■ What you will do: Without the pictures, write out all the lines below exactly as they appear.

■ Material supplied:

------------------------------------

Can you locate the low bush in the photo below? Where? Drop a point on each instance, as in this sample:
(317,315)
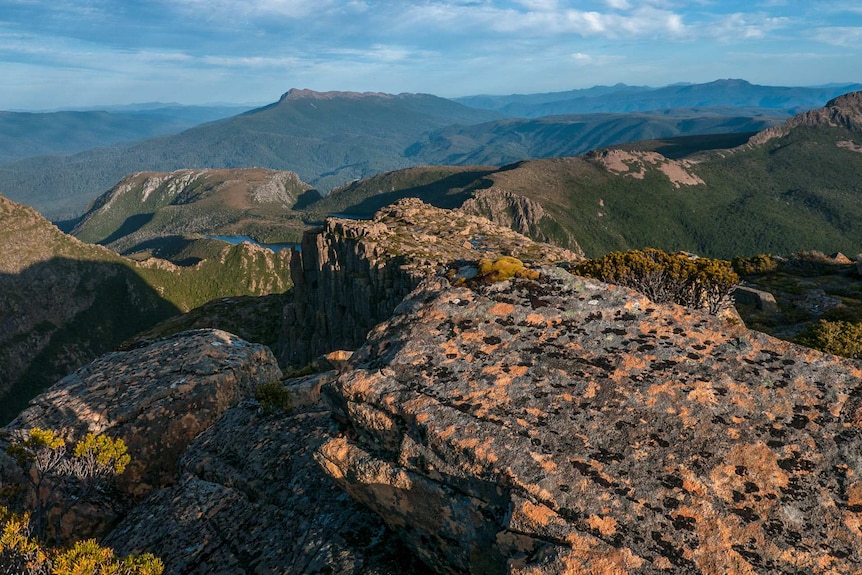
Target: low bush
(663,277)
(837,337)
(273,396)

------------------------------------

■ Answer for this exercise:
Can you locate the low bush in the photo below? Where? Drop a point on each instance, as in this sample:
(317,315)
Target: low bush
(663,277)
(837,337)
(273,396)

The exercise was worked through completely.